§ Aim:
Reproduce everything in the material from the line containing "Locate the white" down to the line containing "[[107, 95]]", both included, and shift every answer coordinate up by 6. Leave the sample coordinates after "looks like" unchanged.

§ Given information:
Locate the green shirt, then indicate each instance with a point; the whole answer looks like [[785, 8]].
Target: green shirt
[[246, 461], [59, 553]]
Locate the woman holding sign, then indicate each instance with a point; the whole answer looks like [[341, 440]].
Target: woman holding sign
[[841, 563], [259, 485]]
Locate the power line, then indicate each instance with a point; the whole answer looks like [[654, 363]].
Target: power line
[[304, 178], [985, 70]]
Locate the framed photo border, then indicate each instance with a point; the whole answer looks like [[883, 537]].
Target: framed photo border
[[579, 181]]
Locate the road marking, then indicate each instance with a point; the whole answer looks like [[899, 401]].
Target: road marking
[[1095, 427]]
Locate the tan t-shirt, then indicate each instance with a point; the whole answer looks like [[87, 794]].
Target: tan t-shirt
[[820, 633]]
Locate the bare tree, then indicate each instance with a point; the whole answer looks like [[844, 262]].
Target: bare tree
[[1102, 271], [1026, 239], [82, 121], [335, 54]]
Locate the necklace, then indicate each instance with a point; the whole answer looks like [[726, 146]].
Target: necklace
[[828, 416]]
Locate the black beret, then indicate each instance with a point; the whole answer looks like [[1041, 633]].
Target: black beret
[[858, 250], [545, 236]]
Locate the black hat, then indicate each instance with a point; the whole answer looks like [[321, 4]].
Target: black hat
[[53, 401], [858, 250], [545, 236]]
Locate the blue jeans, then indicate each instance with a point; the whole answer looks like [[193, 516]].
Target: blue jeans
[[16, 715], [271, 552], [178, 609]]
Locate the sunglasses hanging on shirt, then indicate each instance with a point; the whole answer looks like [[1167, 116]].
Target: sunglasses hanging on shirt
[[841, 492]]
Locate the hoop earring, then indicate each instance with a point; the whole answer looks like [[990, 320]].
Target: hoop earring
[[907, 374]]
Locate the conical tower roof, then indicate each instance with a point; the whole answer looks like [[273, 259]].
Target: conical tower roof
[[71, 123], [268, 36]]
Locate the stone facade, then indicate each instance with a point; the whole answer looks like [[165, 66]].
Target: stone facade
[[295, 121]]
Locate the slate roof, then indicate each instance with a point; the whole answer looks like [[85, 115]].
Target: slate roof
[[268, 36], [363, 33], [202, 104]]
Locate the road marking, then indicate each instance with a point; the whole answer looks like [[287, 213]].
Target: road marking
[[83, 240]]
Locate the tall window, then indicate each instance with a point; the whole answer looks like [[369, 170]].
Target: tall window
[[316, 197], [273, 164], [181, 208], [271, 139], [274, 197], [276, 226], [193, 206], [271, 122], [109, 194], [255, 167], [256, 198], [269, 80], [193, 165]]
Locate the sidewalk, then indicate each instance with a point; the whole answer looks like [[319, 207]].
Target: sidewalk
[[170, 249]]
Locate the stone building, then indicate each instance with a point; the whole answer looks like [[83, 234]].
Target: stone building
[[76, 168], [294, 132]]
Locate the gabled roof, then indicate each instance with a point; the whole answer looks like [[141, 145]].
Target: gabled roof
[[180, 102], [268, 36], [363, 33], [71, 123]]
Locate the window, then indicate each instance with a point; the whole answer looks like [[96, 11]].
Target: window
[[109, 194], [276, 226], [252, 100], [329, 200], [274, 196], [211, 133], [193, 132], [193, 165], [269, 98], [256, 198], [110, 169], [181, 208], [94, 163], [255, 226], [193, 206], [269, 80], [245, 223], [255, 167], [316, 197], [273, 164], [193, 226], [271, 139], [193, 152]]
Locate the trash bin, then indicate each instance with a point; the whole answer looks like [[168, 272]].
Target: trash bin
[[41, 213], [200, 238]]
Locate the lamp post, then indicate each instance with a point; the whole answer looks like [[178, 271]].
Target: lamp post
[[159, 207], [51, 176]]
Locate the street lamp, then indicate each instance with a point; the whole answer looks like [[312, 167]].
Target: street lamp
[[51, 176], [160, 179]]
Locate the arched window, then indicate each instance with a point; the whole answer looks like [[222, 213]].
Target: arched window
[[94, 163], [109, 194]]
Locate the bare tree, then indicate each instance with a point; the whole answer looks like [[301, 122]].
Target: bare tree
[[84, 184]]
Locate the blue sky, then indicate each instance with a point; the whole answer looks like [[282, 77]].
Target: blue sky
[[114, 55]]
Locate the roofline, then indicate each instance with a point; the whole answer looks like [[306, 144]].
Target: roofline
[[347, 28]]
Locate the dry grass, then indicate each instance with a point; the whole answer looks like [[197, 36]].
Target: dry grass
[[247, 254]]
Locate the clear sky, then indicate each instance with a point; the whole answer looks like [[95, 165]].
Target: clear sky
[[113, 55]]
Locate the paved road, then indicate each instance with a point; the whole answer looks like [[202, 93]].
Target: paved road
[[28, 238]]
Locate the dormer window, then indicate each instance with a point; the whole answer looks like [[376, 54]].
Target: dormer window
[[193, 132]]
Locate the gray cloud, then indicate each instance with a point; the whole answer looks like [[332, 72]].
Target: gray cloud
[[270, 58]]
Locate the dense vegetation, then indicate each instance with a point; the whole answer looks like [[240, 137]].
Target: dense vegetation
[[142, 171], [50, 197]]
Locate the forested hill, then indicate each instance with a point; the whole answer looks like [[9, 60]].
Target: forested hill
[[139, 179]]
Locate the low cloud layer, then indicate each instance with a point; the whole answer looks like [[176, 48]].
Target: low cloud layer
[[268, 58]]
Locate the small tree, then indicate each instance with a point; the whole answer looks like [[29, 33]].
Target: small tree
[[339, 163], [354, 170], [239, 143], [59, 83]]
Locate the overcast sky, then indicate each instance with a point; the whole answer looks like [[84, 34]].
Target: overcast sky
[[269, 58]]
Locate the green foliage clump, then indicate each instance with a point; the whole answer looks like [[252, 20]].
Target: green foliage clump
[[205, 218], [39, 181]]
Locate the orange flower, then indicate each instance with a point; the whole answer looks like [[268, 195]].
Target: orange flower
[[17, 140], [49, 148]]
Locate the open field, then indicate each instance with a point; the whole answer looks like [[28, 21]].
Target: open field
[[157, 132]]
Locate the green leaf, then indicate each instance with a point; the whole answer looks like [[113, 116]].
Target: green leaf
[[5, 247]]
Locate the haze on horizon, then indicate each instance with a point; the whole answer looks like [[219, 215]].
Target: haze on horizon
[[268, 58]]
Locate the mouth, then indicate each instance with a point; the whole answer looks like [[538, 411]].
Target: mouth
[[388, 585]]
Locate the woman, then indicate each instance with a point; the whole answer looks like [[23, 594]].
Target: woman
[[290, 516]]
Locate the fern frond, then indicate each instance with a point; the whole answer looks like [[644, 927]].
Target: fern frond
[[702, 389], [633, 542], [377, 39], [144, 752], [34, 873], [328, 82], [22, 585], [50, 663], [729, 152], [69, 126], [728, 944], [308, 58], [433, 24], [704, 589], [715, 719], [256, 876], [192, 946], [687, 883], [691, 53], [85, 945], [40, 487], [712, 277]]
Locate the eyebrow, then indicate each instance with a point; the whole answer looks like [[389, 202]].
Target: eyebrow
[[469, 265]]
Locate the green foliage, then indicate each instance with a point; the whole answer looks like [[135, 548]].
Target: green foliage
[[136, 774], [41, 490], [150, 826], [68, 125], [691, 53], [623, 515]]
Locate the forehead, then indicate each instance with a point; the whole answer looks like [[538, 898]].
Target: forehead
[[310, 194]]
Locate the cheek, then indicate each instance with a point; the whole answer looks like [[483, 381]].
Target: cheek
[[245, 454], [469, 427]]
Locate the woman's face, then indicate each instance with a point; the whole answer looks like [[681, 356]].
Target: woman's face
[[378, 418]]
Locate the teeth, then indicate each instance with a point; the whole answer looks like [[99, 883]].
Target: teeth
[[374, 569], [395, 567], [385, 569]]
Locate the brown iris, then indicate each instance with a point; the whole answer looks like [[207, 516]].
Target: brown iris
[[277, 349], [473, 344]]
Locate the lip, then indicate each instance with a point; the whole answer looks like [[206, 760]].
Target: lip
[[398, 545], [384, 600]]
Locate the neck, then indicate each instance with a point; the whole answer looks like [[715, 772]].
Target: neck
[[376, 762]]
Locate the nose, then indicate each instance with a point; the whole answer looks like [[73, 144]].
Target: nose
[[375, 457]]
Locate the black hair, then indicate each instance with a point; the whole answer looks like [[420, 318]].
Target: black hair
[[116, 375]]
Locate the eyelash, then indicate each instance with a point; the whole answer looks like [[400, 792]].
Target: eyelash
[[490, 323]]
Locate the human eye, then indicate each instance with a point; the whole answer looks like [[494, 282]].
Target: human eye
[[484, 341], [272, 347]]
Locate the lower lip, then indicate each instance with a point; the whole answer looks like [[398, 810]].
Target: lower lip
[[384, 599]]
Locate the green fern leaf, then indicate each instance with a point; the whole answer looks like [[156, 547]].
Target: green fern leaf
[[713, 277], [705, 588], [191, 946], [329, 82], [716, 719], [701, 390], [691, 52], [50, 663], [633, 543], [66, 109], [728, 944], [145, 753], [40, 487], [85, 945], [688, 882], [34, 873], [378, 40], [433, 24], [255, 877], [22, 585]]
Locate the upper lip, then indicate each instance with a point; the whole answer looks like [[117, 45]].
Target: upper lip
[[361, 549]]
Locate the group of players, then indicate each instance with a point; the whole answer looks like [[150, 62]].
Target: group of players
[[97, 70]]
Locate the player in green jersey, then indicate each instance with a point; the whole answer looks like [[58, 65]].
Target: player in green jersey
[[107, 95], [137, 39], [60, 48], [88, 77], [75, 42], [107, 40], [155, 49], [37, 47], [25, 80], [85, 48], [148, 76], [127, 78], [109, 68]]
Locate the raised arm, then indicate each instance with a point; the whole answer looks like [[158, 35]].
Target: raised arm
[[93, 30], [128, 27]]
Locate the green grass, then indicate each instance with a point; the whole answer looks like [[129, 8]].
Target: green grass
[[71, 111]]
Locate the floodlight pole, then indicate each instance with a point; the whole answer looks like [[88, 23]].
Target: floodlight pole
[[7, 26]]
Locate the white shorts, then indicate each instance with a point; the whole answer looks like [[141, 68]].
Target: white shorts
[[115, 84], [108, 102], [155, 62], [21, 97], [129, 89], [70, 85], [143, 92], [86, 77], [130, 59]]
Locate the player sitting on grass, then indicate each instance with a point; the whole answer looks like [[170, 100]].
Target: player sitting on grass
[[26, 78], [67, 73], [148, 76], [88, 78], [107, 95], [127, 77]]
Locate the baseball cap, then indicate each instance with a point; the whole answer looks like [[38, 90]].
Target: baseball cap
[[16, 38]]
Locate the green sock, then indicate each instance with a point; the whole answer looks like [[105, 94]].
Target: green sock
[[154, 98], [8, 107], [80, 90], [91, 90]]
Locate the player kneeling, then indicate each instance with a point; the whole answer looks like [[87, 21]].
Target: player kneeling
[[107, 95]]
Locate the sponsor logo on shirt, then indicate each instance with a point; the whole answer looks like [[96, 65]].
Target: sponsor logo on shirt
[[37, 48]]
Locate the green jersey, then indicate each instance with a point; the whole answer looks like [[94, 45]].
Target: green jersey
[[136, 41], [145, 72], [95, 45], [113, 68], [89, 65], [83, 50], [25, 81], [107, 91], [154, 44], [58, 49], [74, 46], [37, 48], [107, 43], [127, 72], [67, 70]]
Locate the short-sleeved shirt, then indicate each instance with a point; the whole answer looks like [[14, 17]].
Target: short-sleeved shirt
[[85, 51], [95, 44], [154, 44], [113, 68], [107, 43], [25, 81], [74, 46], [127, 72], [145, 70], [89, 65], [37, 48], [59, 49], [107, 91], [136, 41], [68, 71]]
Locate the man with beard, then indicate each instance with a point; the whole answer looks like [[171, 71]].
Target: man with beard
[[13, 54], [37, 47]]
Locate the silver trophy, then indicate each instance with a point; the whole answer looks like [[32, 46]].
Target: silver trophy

§ Reply:
Locate the white shorts, then indicate each instance with a point; the whole answer looks like [[141, 68]].
Target: white shorts
[[121, 90], [114, 108], [161, 68], [27, 103], [135, 95], [76, 91], [149, 98], [92, 83], [136, 65]]
Locate the player sitting on grass, then indicate each instance with a point; the whole answer looks like [[170, 100]].
Target: player sitting on grass
[[32, 84], [73, 79], [154, 82], [94, 84], [113, 101], [133, 83]]
Locate the baseball cap, then indicate each instance with a point; the whole answer looks like [[38, 90]].
Target: baseball cap
[[22, 44]]
Locate the green sock, then indicate each instance with a point; the whole answer looks like [[105, 94]].
Target: green sock
[[160, 104], [14, 113], [86, 96], [97, 96]]
Locate the player kneeling, then indicate each instance with a point; the whole answer looks like [[87, 21]].
Target: player kneeling
[[113, 101]]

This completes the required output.